Шекспир, в одном из замечательнейших произведений своего гения — «Бури», изобразил нам наглядно, в лице Калибана, зверскую натуру человека, удерживаемую в постоянном рабстве умом и при малейшем послаблении всегда готовую войти в заговор против своего властелина. Это прирожденное человеку зверство есть одно из стадных его свойств, уступающее и подчиняющееся только одному развитию индивидуализма в обществе. Ум, конечно, различного склада, есть свойство чисто индивидуальное, и потому, именно, он и различен, противен всегда и у всех одинаковому стадному зверству. Правитель
ство наше 1840–х годов погрешало тем и против общества, и против самого себя, что оно оставляло почти нетронутыми стадные свойства, подавляя развитие личности и индивидуальных свойств. Предержащие власти того времени были убеждены, что одною внешнею силою они справятся с стадным зверством.
Внешняя сила, и в самом деле, так могущественна и была, и есть, что ей, пожалуй, нетрудно справиться с проявлениями стадных свойств в массах. Но на сцену вышло другое, неожиданное дело: это проявление неистовейшего из стадных свойств — зверства, в виде Калибанов, не порабощенных умом и вступивших тотчас же в заговор против индивидуального ума, долго остававшегося под гнетом. Вышло противное тому, что должно быть нормою для правительства и обществ. Вместо свободы личного ума вышла свобода зверства. Зверство не могло быть рабом несвободного и стесненного ума. Калибан почувствовал себя освобожденным и выступил на сцену.
Чем менее значение особи в государственном строе, тем опаснее положение государства в наше время. По — видимому, это не так; все личное в обширном государстве должно исчезать перед величием государственной мощи, все должно преклоняться пред нею и жить для нее. Этому следовали у нас: все для власти, как можно меньше для общества; не то, что принцип неразрывной связи взаимодействия: и государство для общества, и общество для государства, — принцип наиболее верный и благоразумный. Нет! Общество, как будто бы какой — то Калибан, — молчи и повинуйся уму волшебника — гения. Прекрасно, если бы общество и было только Калибаном, а государство — гением, умом. Но в том — то и дело, что вместо Калибана, вместо одних стадных свойств, порабощается, при этой правительственной доктрине, ум общества, его силы, дорогое индивидуальное свойство, необходимое, жизненно необходимое и для гения ума государства.
И как раз с 1848–х годов, с эпохи активного появления на сцене света новых антисоциальных учений, усиливается у нас гнет на свободу ума и личности.

-------

■ **ЗАПРОС**
Продублируйте извлечённый текст от слов «Чем менее значение» до слов «гения ума государства.».

-------

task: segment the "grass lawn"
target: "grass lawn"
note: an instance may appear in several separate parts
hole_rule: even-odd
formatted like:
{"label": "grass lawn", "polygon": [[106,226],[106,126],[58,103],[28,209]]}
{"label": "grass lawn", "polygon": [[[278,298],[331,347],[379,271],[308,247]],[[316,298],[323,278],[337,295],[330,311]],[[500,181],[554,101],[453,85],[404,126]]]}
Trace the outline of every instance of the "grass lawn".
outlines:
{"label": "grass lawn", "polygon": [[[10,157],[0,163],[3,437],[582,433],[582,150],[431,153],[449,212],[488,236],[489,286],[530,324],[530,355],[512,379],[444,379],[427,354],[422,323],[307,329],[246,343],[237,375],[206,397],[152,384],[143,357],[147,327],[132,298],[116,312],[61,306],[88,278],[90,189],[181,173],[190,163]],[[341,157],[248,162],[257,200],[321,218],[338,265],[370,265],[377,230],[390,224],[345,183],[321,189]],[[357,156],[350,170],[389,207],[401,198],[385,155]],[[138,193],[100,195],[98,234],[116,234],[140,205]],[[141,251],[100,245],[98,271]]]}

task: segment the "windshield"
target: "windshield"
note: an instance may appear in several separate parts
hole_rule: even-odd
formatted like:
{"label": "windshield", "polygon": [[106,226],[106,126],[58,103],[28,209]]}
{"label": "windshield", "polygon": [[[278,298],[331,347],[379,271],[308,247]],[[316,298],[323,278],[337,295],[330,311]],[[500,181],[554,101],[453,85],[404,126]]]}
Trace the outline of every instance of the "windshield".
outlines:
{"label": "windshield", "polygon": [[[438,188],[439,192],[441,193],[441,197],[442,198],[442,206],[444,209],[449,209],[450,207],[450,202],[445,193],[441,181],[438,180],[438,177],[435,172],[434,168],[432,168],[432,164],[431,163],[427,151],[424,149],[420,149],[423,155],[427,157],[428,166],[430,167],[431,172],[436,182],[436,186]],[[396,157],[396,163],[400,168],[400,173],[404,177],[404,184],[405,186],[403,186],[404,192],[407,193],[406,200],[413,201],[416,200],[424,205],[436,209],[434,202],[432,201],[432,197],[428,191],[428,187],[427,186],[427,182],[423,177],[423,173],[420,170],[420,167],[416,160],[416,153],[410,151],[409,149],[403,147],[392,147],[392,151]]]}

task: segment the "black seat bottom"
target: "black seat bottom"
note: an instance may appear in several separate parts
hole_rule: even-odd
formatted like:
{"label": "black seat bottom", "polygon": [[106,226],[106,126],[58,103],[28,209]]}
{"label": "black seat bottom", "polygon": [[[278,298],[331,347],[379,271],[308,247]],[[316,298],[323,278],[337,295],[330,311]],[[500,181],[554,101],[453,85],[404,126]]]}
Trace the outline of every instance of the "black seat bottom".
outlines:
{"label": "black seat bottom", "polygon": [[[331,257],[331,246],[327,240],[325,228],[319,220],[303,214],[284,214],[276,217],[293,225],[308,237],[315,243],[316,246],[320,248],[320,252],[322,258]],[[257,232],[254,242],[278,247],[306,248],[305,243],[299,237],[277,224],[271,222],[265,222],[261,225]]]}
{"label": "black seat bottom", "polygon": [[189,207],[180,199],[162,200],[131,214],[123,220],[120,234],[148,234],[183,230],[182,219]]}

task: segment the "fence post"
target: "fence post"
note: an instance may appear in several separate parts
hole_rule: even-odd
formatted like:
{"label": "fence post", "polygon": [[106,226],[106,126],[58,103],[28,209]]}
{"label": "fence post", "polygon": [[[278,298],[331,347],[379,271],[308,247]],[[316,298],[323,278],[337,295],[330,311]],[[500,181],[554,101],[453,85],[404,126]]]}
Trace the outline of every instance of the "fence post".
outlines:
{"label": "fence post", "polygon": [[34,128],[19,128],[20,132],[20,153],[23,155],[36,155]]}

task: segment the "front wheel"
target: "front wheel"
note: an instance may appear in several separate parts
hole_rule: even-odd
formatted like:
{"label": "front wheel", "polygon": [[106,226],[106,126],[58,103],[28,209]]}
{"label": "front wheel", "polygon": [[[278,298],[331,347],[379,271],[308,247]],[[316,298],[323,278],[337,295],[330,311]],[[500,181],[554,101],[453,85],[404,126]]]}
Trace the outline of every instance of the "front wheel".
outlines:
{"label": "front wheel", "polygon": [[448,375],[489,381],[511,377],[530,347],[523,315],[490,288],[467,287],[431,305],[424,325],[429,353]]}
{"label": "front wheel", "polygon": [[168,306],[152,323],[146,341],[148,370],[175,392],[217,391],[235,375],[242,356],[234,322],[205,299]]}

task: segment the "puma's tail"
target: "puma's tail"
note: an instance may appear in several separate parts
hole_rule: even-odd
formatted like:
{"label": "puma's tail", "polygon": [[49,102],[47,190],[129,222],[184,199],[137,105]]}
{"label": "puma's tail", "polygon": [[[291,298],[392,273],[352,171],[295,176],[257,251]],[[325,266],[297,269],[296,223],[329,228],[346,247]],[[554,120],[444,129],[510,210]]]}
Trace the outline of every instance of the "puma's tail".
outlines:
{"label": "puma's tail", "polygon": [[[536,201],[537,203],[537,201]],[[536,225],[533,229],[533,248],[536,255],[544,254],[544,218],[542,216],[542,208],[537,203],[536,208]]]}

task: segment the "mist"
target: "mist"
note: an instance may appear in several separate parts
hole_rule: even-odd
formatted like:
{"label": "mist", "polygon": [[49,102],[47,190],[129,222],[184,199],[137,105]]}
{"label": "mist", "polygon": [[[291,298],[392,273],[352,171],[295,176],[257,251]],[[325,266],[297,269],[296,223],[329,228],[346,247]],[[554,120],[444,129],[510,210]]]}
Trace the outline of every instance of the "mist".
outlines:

-------

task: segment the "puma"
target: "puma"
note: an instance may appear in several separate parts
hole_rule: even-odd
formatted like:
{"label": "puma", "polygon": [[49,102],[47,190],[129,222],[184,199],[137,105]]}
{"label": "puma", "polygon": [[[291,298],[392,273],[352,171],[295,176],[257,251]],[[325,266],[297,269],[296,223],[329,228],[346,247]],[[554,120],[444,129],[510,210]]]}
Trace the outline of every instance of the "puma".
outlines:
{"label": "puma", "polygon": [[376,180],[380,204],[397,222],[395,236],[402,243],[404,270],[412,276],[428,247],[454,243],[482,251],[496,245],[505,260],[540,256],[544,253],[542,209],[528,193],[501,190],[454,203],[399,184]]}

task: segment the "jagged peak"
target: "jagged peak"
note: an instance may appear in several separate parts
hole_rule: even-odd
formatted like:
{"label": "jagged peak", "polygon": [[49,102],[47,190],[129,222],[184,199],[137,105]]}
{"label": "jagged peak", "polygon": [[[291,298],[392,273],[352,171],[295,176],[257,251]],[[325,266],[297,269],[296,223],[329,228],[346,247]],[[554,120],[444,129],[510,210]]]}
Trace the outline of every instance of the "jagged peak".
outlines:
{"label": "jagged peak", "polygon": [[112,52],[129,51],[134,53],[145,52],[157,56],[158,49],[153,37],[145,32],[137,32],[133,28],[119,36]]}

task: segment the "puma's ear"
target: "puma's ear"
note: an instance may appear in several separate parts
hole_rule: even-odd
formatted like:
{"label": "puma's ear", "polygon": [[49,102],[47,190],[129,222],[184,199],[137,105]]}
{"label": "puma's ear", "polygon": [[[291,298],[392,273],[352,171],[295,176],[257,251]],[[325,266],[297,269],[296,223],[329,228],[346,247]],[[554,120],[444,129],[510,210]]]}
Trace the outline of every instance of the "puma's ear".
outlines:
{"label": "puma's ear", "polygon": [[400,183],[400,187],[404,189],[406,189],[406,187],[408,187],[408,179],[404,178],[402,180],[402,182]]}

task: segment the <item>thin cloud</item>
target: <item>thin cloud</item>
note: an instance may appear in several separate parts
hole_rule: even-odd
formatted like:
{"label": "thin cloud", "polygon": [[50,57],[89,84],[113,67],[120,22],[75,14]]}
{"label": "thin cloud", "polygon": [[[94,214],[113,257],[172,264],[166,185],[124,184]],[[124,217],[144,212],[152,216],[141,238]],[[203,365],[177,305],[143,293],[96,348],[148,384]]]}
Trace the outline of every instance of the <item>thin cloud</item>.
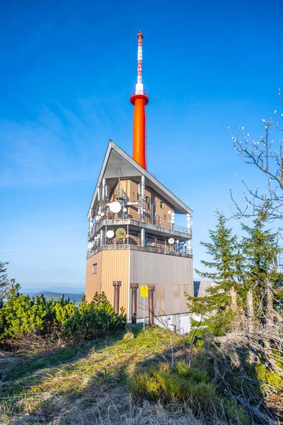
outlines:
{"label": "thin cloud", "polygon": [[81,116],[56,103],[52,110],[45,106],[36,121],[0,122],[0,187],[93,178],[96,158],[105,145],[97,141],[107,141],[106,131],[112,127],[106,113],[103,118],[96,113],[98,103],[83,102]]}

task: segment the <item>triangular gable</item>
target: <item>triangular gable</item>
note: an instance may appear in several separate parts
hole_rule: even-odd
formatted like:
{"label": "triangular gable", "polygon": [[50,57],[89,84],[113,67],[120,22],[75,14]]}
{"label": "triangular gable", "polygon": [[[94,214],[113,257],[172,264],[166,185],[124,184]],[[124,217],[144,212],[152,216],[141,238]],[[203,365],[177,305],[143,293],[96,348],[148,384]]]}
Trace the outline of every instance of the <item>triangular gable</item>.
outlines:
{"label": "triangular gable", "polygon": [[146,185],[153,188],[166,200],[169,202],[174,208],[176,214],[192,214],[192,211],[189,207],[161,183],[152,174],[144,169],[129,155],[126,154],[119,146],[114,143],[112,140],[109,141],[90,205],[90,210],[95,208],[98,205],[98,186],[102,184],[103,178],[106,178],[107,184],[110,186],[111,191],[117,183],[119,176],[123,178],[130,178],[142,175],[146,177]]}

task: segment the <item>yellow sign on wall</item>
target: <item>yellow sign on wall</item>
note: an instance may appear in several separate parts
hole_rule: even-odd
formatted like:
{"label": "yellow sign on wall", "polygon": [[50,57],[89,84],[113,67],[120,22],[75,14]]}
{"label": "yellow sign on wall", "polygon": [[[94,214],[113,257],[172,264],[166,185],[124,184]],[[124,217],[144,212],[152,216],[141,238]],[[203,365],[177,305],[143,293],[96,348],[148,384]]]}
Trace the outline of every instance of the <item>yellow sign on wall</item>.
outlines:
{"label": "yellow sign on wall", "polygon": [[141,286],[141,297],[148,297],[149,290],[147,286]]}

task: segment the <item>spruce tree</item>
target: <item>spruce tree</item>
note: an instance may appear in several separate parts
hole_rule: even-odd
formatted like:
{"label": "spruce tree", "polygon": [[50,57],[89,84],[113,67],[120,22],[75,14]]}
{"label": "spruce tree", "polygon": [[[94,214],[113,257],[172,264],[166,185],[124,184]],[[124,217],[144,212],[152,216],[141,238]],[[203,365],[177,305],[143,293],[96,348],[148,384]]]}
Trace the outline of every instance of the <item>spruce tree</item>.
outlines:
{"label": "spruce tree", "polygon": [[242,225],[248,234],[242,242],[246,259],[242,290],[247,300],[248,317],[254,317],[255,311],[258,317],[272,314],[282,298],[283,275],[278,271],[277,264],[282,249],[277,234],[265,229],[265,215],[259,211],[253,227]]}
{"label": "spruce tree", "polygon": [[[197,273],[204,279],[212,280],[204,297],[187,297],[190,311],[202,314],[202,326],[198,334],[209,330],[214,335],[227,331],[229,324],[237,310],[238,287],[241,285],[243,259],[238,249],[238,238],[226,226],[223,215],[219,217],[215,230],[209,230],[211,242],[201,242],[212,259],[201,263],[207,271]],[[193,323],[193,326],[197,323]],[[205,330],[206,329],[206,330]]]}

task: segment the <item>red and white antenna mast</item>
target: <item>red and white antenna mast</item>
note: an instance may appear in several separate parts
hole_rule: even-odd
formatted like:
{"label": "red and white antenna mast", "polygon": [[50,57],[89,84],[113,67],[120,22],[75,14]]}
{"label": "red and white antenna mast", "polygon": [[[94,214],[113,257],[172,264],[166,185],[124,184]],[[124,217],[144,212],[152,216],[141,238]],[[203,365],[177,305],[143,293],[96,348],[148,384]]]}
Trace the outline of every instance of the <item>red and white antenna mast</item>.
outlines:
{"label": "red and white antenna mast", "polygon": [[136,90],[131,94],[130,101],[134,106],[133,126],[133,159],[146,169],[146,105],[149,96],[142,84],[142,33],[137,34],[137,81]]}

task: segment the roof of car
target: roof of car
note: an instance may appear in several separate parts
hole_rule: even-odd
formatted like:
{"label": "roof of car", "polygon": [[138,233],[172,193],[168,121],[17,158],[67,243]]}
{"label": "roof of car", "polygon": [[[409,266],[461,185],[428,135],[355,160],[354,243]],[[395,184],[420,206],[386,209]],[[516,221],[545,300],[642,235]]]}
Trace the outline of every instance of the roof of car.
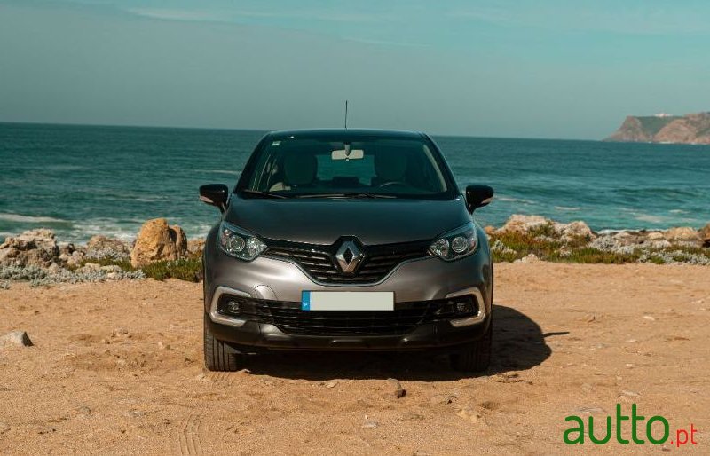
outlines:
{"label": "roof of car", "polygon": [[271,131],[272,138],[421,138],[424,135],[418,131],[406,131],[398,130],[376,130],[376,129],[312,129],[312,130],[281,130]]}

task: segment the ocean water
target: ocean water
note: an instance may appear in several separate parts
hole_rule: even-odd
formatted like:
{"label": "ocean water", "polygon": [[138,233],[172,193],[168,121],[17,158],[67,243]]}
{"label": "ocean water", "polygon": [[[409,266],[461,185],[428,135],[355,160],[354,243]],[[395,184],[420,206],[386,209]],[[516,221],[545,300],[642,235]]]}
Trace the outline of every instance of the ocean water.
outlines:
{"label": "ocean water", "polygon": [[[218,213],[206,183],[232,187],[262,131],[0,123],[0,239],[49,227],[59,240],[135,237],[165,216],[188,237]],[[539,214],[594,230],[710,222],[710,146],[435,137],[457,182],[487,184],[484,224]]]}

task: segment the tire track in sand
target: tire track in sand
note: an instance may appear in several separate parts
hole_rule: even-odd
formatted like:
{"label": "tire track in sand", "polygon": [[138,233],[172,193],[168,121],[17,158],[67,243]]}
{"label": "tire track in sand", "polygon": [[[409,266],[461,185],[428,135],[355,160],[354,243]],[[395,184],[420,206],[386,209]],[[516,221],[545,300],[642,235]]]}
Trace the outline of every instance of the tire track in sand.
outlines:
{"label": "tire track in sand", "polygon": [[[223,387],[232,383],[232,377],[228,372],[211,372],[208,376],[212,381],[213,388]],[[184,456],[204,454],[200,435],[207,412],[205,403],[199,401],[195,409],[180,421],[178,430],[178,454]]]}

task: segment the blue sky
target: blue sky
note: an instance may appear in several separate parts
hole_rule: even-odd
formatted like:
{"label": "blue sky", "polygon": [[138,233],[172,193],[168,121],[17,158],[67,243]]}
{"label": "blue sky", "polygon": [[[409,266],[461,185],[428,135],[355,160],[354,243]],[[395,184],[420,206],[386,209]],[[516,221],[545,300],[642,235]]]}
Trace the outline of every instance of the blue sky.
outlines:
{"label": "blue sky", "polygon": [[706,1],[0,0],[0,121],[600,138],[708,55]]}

-------

■ **ОТВЕТ**
Чем менее значение особи в государственном строе, тем опаснее положение государства в наше время. По — видимому, это не так; все личное в обширном государстве должно исчезать перед величием государственной мощи, все должно преклоняться пред нею и жить для нее. Этому следовали у нас: все для власти, как можно меньше для общества; не то, что принцип неразрывной связи взаимодействия: и государство для общества, и общество для государства, — принцип наиболее верный и благоразумный. Нет! Общество, как будто бы какой — то Калибан, — молчи и повинуйся уму волшебника — гения. Прекрасно, если бы общество и было только Калибаном, а государство — гением, умом. Но в том — то и дело, что вместо Калибана, вместо одних стадных свойств, порабощается, при этой правительственной доктрине, ум общества, его силы, дорогое индивидуальное свойство, необходимое, жизненно необходимое и для гения ума государства.